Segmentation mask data

....................

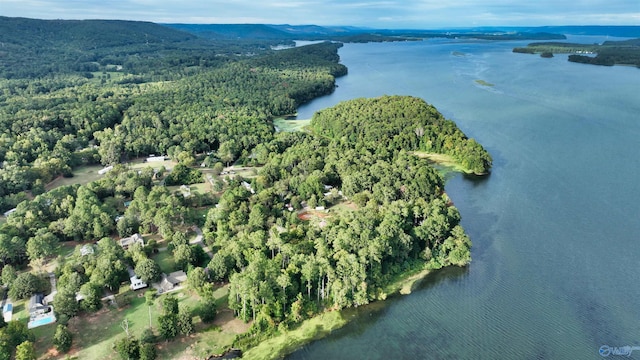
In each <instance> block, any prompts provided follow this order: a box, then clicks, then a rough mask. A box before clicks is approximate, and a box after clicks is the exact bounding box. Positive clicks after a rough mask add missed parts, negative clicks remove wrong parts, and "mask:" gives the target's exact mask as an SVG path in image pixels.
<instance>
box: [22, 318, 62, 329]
mask: <svg viewBox="0 0 640 360" xmlns="http://www.w3.org/2000/svg"><path fill="white" fill-rule="evenodd" d="M55 321H56V317H55V315H53V314H51V315H49V316H45V317H41V318H38V319H35V320H32V321H29V323H28V324H27V328H29V329H33V328H35V327H38V326H42V325H47V324H51V323H53V322H55Z"/></svg>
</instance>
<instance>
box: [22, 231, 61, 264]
mask: <svg viewBox="0 0 640 360" xmlns="http://www.w3.org/2000/svg"><path fill="white" fill-rule="evenodd" d="M58 241H59V240H58V238H57V237H56V236H55V235H53V234H52V233H51V232H49V231H48V229H46V228H42V229H38V231H37V232H36V235H35V236H34V237H32V238H29V240H28V241H27V255H28V256H29V259H30V260H35V259H42V258H45V257H47V256H50V255H52V254H53V253H54V251H55V248H56V246H57V245H58Z"/></svg>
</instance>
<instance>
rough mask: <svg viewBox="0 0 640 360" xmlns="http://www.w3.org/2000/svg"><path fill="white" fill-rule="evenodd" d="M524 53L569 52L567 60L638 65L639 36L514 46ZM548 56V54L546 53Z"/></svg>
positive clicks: (638, 57)
mask: <svg viewBox="0 0 640 360" xmlns="http://www.w3.org/2000/svg"><path fill="white" fill-rule="evenodd" d="M513 52H515V53H524V54H542V55H544V54H571V55H569V61H571V62H577V63H582V64H592V65H605V66H613V65H631V66H636V67H640V38H639V39H631V40H623V41H605V42H603V43H602V44H576V43H562V42H537V43H531V44H529V45H527V47H524V48H522V47H519V48H514V49H513ZM547 57H548V55H547Z"/></svg>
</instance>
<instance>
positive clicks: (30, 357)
mask: <svg viewBox="0 0 640 360" xmlns="http://www.w3.org/2000/svg"><path fill="white" fill-rule="evenodd" d="M37 358H38V357H37V356H36V347H35V345H33V343H32V342H31V341H25V342H23V343H21V344H20V345H18V347H17V348H16V360H36V359H37Z"/></svg>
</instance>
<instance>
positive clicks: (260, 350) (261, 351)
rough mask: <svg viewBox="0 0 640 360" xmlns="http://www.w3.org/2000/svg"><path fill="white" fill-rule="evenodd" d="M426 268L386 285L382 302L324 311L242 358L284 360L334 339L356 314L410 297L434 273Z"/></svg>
mask: <svg viewBox="0 0 640 360" xmlns="http://www.w3.org/2000/svg"><path fill="white" fill-rule="evenodd" d="M425 267H426V263H424V266H423V267H422V268H420V269H411V270H408V271H407V272H405V273H403V274H401V275H399V276H398V280H396V281H394V282H392V283H391V284H389V285H387V287H386V288H385V293H384V294H382V296H380V298H379V299H377V300H374V301H372V302H370V303H369V304H367V305H364V306H361V307H356V308H347V309H342V310H338V311H325V312H323V313H321V314H318V315H316V316H314V317H312V318H311V319H307V320H305V321H303V322H302V323H300V325H299V326H298V327H297V328H295V329H293V330H288V331H286V332H284V333H282V334H280V335H278V336H275V337H272V338H269V339H267V340H265V341H263V342H261V343H260V344H258V345H257V346H254V347H252V348H250V349H248V350H246V351H243V357H247V358H250V359H259V360H274V359H282V358H284V357H285V356H287V355H289V354H291V353H293V352H295V351H297V350H299V349H300V348H301V347H303V346H304V345H306V344H309V343H311V342H313V341H316V340H320V339H322V338H324V337H326V336H327V335H331V333H332V332H333V331H334V330H338V329H340V328H342V327H344V326H345V325H347V324H348V323H349V322H351V321H352V320H354V319H355V318H356V317H357V313H358V312H359V311H361V310H362V309H366V308H368V307H372V306H378V307H379V306H384V304H385V300H386V299H387V298H389V297H390V296H398V295H400V296H403V295H408V294H411V292H412V291H413V290H415V288H416V287H417V286H418V285H419V284H420V283H421V282H422V280H424V279H425V278H426V277H427V275H429V274H430V273H431V270H429V269H426V268H425Z"/></svg>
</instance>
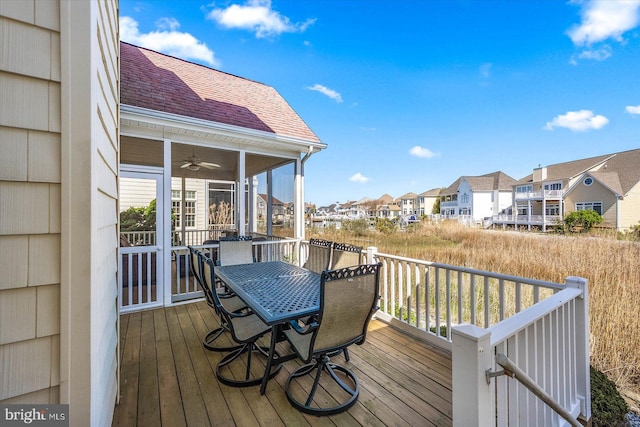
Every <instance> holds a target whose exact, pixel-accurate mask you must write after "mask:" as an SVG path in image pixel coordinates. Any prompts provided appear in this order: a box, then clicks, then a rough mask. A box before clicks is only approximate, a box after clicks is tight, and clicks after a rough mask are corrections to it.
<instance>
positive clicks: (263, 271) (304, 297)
mask: <svg viewBox="0 0 640 427" xmlns="http://www.w3.org/2000/svg"><path fill="white" fill-rule="evenodd" d="M214 271H215V274H216V276H217V277H218V278H220V280H222V281H223V282H224V283H225V285H227V286H228V287H229V288H230V289H231V290H232V291H234V292H235V293H236V294H237V295H238V296H239V297H240V298H242V300H243V301H244V302H245V303H246V304H247V306H249V307H250V308H251V309H252V310H253V311H254V312H255V313H256V314H257V315H258V316H259V317H260V318H261V319H262V320H263V321H264V322H265V323H267V324H268V325H273V324H276V323H282V322H286V321H288V320H292V319H296V318H299V317H303V316H308V315H310V314H313V313H315V312H317V311H318V310H319V308H320V275H319V274H317V273H314V272H312V271H309V270H306V269H304V268H300V267H297V266H295V265H292V264H288V263H286V262H282V261H274V262H257V263H253V264H241V265H230V266H224V267H216V268H215V270H214Z"/></svg>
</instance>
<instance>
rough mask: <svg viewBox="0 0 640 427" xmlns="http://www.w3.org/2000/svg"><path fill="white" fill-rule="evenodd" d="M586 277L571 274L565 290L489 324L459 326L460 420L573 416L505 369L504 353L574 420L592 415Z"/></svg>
mask: <svg viewBox="0 0 640 427" xmlns="http://www.w3.org/2000/svg"><path fill="white" fill-rule="evenodd" d="M588 312H589V309H588V285H587V280H586V279H583V278H579V277H569V278H567V279H566V282H565V285H564V289H563V290H561V291H560V292H557V293H556V294H555V295H553V296H551V297H549V298H547V299H545V300H544V301H541V302H539V303H538V304H536V305H534V306H532V307H530V308H528V309H527V310H524V311H522V312H520V313H518V314H516V315H514V316H512V317H510V318H508V319H505V320H504V321H502V322H500V323H498V324H496V325H494V326H492V327H490V328H479V327H477V326H474V325H462V326H458V327H454V329H453V332H454V336H453V352H452V368H453V415H454V417H453V422H454V425H455V426H469V425H481V426H484V425H487V426H488V425H497V426H506V425H517V426H540V425H545V426H546V425H549V426H562V425H568V423H567V421H565V420H564V419H563V418H561V417H560V415H559V414H557V413H556V412H554V411H553V410H552V409H551V408H550V407H549V406H548V405H546V404H545V403H544V402H543V401H542V400H540V399H539V398H538V397H537V396H535V395H534V394H533V393H532V392H531V391H530V390H528V389H527V388H526V387H525V386H524V385H522V384H521V383H520V382H518V381H516V380H515V379H512V378H510V377H508V376H496V377H494V378H487V371H488V370H489V371H490V372H495V371H499V370H500V367H499V366H498V365H497V364H496V362H495V355H496V354H498V353H501V354H504V355H506V356H507V357H508V358H509V359H510V360H511V361H512V362H513V363H514V364H515V365H516V366H518V368H520V370H522V371H524V373H525V374H526V375H527V376H528V377H529V378H530V379H531V380H533V382H535V384H536V385H537V386H538V387H539V388H540V389H542V390H543V391H544V392H545V393H546V394H547V395H549V396H550V397H551V399H553V400H554V401H555V402H556V404H558V405H559V406H560V407H561V408H563V409H564V410H565V411H566V412H568V413H569V414H571V415H572V416H573V417H574V418H579V419H582V420H589V419H590V418H591V387H590V379H589V321H588V318H589V317H588Z"/></svg>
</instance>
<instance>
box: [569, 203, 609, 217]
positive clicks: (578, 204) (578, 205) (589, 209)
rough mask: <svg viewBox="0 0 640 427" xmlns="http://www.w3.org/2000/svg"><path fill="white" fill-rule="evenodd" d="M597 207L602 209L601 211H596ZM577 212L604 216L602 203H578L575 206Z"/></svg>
mask: <svg viewBox="0 0 640 427" xmlns="http://www.w3.org/2000/svg"><path fill="white" fill-rule="evenodd" d="M595 207H600V210H599V211H598V209H595ZM575 208H576V211H586V210H591V211H596V212H598V214H600V215H602V212H603V211H602V202H576V204H575Z"/></svg>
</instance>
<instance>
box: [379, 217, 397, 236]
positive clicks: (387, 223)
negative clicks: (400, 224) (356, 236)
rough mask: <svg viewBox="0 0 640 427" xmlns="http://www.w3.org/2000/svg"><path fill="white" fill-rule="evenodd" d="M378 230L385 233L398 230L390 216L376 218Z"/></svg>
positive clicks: (380, 231)
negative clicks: (385, 217) (392, 221)
mask: <svg viewBox="0 0 640 427" xmlns="http://www.w3.org/2000/svg"><path fill="white" fill-rule="evenodd" d="M376 230H377V231H379V232H380V233H383V234H391V233H393V232H394V231H396V225H395V224H394V223H393V222H392V221H391V220H390V219H388V218H376Z"/></svg>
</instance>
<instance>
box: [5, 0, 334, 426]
mask: <svg viewBox="0 0 640 427" xmlns="http://www.w3.org/2000/svg"><path fill="white" fill-rule="evenodd" d="M0 27H1V28H2V34H3V44H2V49H0V51H1V53H0V57H1V58H2V60H0V93H2V102H3V107H0V151H1V153H2V155H0V206H2V214H1V215H0V254H1V255H2V259H3V262H2V264H1V265H0V325H1V327H0V401H2V402H3V403H28V404H44V405H48V404H68V405H69V413H70V414H71V423H72V424H71V425H84V426H89V425H92V426H108V425H111V424H112V417H113V408H114V405H115V403H116V399H117V396H118V394H119V384H118V378H119V372H120V370H121V369H122V367H121V362H122V360H123V358H122V357H121V356H122V354H121V353H119V352H120V351H121V349H120V347H119V345H118V343H119V342H120V337H119V335H118V334H119V318H120V317H119V314H120V313H121V312H122V311H121V305H122V304H123V300H124V299H123V298H121V297H120V296H119V290H120V291H121V288H119V286H120V285H121V284H122V277H123V275H125V274H128V272H127V271H126V270H125V269H124V268H122V267H121V266H120V264H121V260H122V259H123V257H122V255H123V254H124V252H123V251H129V252H128V253H127V255H130V254H133V253H134V252H135V251H137V253H139V254H143V251H146V252H144V253H148V254H152V255H153V256H149V257H148V258H147V259H149V264H151V260H152V259H156V261H157V262H156V268H155V272H156V276H155V284H154V285H153V289H154V291H153V296H152V297H149V298H148V301H146V302H145V304H147V303H148V304H147V308H150V307H151V306H162V305H170V304H173V303H174V300H173V295H172V291H173V289H172V286H170V285H171V279H172V274H171V273H172V267H174V266H175V265H176V264H177V263H175V260H174V259H172V250H171V231H172V225H174V224H172V214H175V213H176V207H177V204H178V202H179V203H180V204H181V207H182V208H183V210H182V211H181V212H180V213H179V215H181V216H180V217H179V218H175V220H180V221H181V222H182V223H183V224H185V225H187V224H189V227H191V224H192V219H193V217H192V212H193V208H194V206H196V207H197V206H201V205H204V204H205V203H206V204H207V206H212V205H211V204H210V203H212V202H213V201H216V200H222V196H224V197H226V198H227V199H228V200H232V201H236V200H237V203H236V206H234V214H235V212H237V214H235V221H234V222H235V224H234V225H235V226H236V227H237V230H238V232H240V233H241V234H242V233H245V232H253V231H254V227H255V224H253V223H251V218H252V217H253V216H252V215H250V213H251V212H250V210H251V206H253V203H252V202H253V200H252V199H253V198H252V195H253V194H254V192H253V191H252V188H251V187H252V186H253V179H252V178H253V177H256V176H265V175H266V176H269V175H270V174H271V173H272V171H273V170H274V169H276V168H280V167H289V168H290V169H291V170H292V178H291V179H290V180H289V185H290V188H291V189H292V190H293V189H295V190H296V191H295V194H294V202H295V204H294V206H295V210H296V221H295V229H294V237H296V238H298V239H301V238H303V237H304V217H303V200H304V188H303V185H298V184H295V182H303V170H302V160H303V158H304V159H306V158H308V156H309V155H311V154H313V153H315V152H318V151H320V150H322V149H324V148H325V147H326V145H325V144H324V143H322V142H321V141H320V139H319V138H318V137H317V136H316V135H315V134H314V133H313V131H312V130H311V129H310V128H309V127H308V126H307V125H306V124H305V123H304V121H303V120H302V119H301V118H300V117H299V116H298V115H297V114H296V113H295V111H294V110H293V109H292V108H291V107H290V105H289V104H288V103H287V102H286V101H285V100H284V99H283V98H282V97H281V96H280V95H279V94H278V92H277V91H276V89H275V88H273V87H271V86H268V85H265V84H262V83H258V82H254V81H251V80H248V79H244V78H241V77H238V76H233V75H230V74H227V73H222V72H220V71H217V70H214V69H211V68H208V67H203V66H200V65H197V64H194V63H191V62H188V61H183V60H180V59H178V58H173V57H171V56H168V55H163V54H160V53H158V52H154V51H151V50H148V49H143V48H140V47H136V46H133V45H129V44H126V43H119V41H118V35H119V30H118V1H117V0H105V1H72V0H58V1H2V2H0ZM207 165H208V166H210V167H209V168H208V167H207ZM211 165H216V166H211ZM173 178H178V179H179V180H180V181H181V185H180V187H177V188H176V187H174V186H173V185H172V183H173ZM127 179H144V180H146V181H147V183H148V184H149V189H151V188H153V189H154V190H155V194H154V195H153V196H152V197H153V199H155V200H156V208H157V209H156V222H155V226H156V231H155V235H156V236H157V238H156V242H158V244H157V245H148V246H132V247H120V245H119V243H120V239H119V236H118V234H119V233H118V232H119V208H121V207H122V206H121V202H122V203H123V204H125V205H126V204H127V203H132V202H131V200H129V201H125V200H122V201H121V200H120V195H121V190H122V188H119V184H122V183H124V181H125V180H127ZM188 179H202V180H206V182H207V183H208V184H210V185H209V186H208V187H206V190H205V189H203V188H200V189H194V188H191V187H189V185H188V184H187V183H186V182H187V181H186V180H188ZM294 181H295V182H294ZM183 182H184V183H185V184H182V183H183ZM246 187H249V188H248V190H247V191H245V188H246ZM174 191H175V192H174ZM198 191H200V193H198ZM149 194H152V193H149ZM243 194H248V196H247V197H235V196H236V195H243ZM174 202H176V203H174ZM192 202H194V203H192ZM144 203H145V204H148V203H149V200H145V201H144ZM130 206H133V204H130ZM172 210H173V212H172ZM182 215H184V216H182ZM247 217H248V218H249V224H248V225H246V221H244V218H247ZM240 218H242V219H243V220H239V219H240ZM195 227H196V228H197V223H196V226H195ZM129 265H131V264H129ZM149 276H150V277H153V275H152V274H149ZM129 283H131V282H129ZM131 288H132V287H129V289H131ZM140 289H141V287H140ZM148 289H151V287H149V288H148ZM120 293H121V292H120ZM149 294H151V291H149ZM141 295H142V294H141ZM138 302H139V303H140V304H142V303H141V302H140V301H138ZM176 302H178V301H177V300H176Z"/></svg>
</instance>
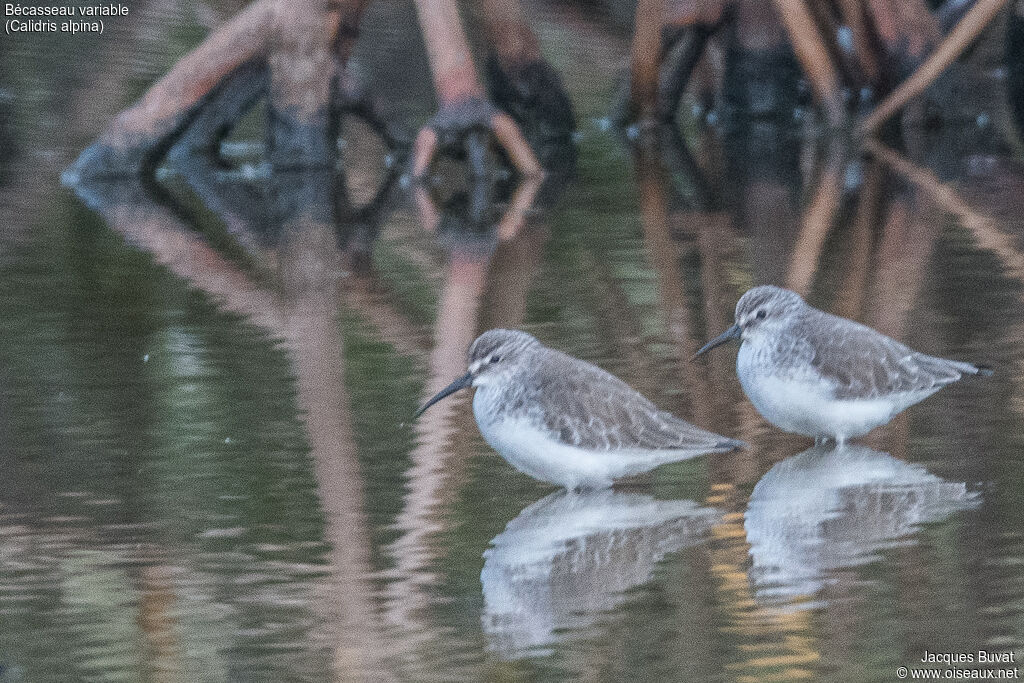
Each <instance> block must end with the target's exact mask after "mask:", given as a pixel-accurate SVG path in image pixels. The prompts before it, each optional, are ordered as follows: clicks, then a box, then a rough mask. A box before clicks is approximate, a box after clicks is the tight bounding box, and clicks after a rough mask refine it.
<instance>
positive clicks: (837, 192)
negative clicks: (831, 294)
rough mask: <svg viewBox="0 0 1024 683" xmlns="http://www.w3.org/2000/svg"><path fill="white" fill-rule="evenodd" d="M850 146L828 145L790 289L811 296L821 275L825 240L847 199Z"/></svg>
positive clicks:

....................

### Instructions to follow
Please lay out the listing as a JSON list of strings, one string per line, starting at its beginning and ending with the line that contains "box: [22, 318, 62, 329]". Skip blank lines and omit the pictures.

### Response box
[
  "In each <instance> block, any prompts provided follow this order: a box, then clicks, then a rough mask. A box before clicks is approximate, and a box after clicks is the exact bounding box. Positive clicks after a rough mask add missed parts, negative clicks remove wrong parts, and \"mask:\" gives the target's exact mask as an SVG path in image pixels.",
  "<instance>",
  "box: [22, 318, 62, 329]"
]